▸ TUJUAN 1:
Kembalikan setiap baris data di bawah yang memuat kata "with".

Keempat, peradilan berjenjang dan prosedur yang berbelit-belit. Di Indonesia, struktur peradilan didesain berjenjang; mulai dari Pengadilan Negeri (PN), Pengadilan Tinggi (PT) hingga Mahkamah Agung (MA). Dengan adanya struktur ini, diharapkan terdapat mekanisme pengawasan dan koreksi pada putusan pengadilan yang dianggap kurang tepat atau tidak adil, melalui upaya banding dan kasasi. Mekanisme tersebut diharapkan bisa menghasilkan kepastian hukum dan keadilan.
Faktanya, yang terjadi justru sebaliknya. Tidak ada yang namanya ketidakpastian hukum. Pasalnya, keputusan hukum dapat berubah-ubah sesuai dengan jenjang peradilan. Mekanisme ini juga akan berujung pada simpang-siurnya keputusan hukum. Kepastian hukum yang didambakan masyarakat pun semakin lama diwujudkan karena harus melalui jenjang peradilan yang berbelit dan panjang. Fenomena inilah yang dengan cepat disergap oleh mafia peradilan. Di antaranya dengan menawarkan rekayasa kasus kepada pihak yang terlibat kasus hukum.
Kelima, kontrol masyarakat yang lemah dan apatis. Di Indonesia, kontrol masyarakat terhadap Pemerintah dan aparat penegak hukum dinilai sangat lemah. Masyarakat bahkan cenderung apatis. Apalagi ada pandangan sebagian pejabat yang menilai orang yang melakukan kritik dan koreksi sebagai musuh negara. Mereka “harus ditertibkan”. Masyarakat juga apatis karena melihat bahwa pelaku suap menyuap dan korupsi sering tidak dihukum dengan adil atau bisa “lepas” dari jerat hukum. Fakta tersebut menjadikan mereka merasa bahwa usaha melaporkan atau mengawasi para pejabat dan aparat menjadi sia-sia.
Meringkus Makelar Kasus
Bagaimana solusi Islam mengatasi maraknya makelar kasus? Pertama: Penerapan syariah Islam secara kâffah dalam semua aspek kehidupan. Ini akan mewujudkan masyarakat yang memiliki ketakwaan individu, juga para pejabat serta aparat penegak hukum yang berintegritas. Di dalam sistem Islam, aparat penegak hukum dipastikan memahami bahwa integritas mereka dalam bertugas menjadi penentu status mereka kelak di akhirat, apakah di surga atau neraka. Integritas seorang pejabat dan aparat penegak hukum tentu lahir dari keimanan dan ketakwaan.
Dengan demikian asas paling kokoh bagi aparat penegak hukum dalam menjalankan tugasnya dengan amanah dan adil adalah iman dan takwa, bukan gaji atau fasilitas. Penghasilan yang besar atau fasilitas yang mewah bisa kalah oleh suap dan gratifikasi yang nilainya jauh lebih besar. Tanpa iman dan takwa, hakim juga bisa ditundukkan oleh kekuasaan atau ancaman.

▸ TUJUAN 2:
Lanjutkan teks di atas tentang makelar kasus dan mafia peradilan, dimulai setelah kalimat terakhirnya.

▸ DATA:
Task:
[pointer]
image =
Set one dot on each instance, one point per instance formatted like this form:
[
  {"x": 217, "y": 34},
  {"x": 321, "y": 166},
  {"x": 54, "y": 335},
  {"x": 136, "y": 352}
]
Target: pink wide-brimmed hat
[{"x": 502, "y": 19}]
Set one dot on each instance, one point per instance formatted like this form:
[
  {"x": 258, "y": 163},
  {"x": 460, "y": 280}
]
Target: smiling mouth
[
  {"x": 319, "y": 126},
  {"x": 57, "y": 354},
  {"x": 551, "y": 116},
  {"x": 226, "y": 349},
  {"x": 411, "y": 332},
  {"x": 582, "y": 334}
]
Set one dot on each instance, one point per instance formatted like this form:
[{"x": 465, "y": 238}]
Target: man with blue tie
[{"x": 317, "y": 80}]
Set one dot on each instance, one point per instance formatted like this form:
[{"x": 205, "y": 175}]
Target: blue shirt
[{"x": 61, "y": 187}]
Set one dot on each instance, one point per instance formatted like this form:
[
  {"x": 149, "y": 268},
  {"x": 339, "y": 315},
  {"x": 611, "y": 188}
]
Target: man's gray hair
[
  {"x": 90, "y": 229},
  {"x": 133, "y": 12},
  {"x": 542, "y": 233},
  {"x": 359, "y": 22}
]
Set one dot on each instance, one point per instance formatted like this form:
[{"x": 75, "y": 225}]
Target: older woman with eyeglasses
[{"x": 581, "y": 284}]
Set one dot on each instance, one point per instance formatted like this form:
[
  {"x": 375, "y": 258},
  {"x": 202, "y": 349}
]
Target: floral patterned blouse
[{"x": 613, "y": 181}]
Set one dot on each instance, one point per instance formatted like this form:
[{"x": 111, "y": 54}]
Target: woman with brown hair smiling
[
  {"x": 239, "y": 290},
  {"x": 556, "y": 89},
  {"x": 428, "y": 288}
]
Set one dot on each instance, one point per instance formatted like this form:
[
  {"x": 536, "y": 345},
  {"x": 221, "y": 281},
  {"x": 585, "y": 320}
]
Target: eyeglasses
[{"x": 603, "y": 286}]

▸ JAWABAN LATIHAN 1:
Target: man with blue tie
Target: older woman with eyeglasses
Target: woman with brown hair smiling

▸ JAWABAN LATIHAN 2:
Kedua: Para pejabat dan aparat penegak hukum di dalam Islam diangkat hanya untuk menerapkan hukum Allah SWT. Bukan hukum yang lain. Penerapan hukum Allah SWT akan menghadirkan kesadaran akan hubungan seorang hamba dengan Allah SWT (idrak shillah bilLâh). Dengan itu akan hadir pengawasan melekat, yakni merasa senantiasa diawasi oleh Allah SWT.
Ketiga: di dalam Negara Khilafah, para pejabat dan aparat penegak hukum, seperti hakim, akan diberi gaji yang layak untuk memenuhi kehidupan mereka. Mereka berhak atas gaji, rumah, kendaraan bahkan pembantu jika dibutuhkan. Dengan demikian peluang untuk menerima suap dan gratifikasi dapat dielakkan. Hal ini sebagaimana sabda Nabi saw:
مَنْ وَلِيَ لَنَا عَمَلًا وَلَيْسَ لَهُ مَنْزِلٌ, فَلْيَتَّخِذْ مَنْزِلًا, أَوْ لَيْسَتْ لَهُ زَوْجَةٌ فَلْيَتَزَوَّجْ, أَوْ لَيْسَ لَهُ خَادِمٌ فَلْيَتَّخِذْ خَادِمًا, أَوْ لَيْسَتْ لَهُ دَابَّةٌ فَلْيَتَّخِذْ دَابَّةً, وَمَنْ أَصَابَ شَيْئًا سِوَى ذَلِكَ فَهُوَ غَالٌّ
Siapa saja yang diserahi tugas untuk mengurus suatu pekerjaan untuk kami, sementara ia tidak memiliki rumah, hendaklah ia mengambil rumah; atau ia belum beristri, hendaklah ia menikah; atau ia tidak memiliki pembantu, hendaklah ia mengambil pembantu; atau ia tidak memiliki kendaraan, hendaklah ia mengambil kendaraan. Siapa saja yang mendapatkan sesuatu selain hal itu maka itu adalah kecurangan (HR Ahmad).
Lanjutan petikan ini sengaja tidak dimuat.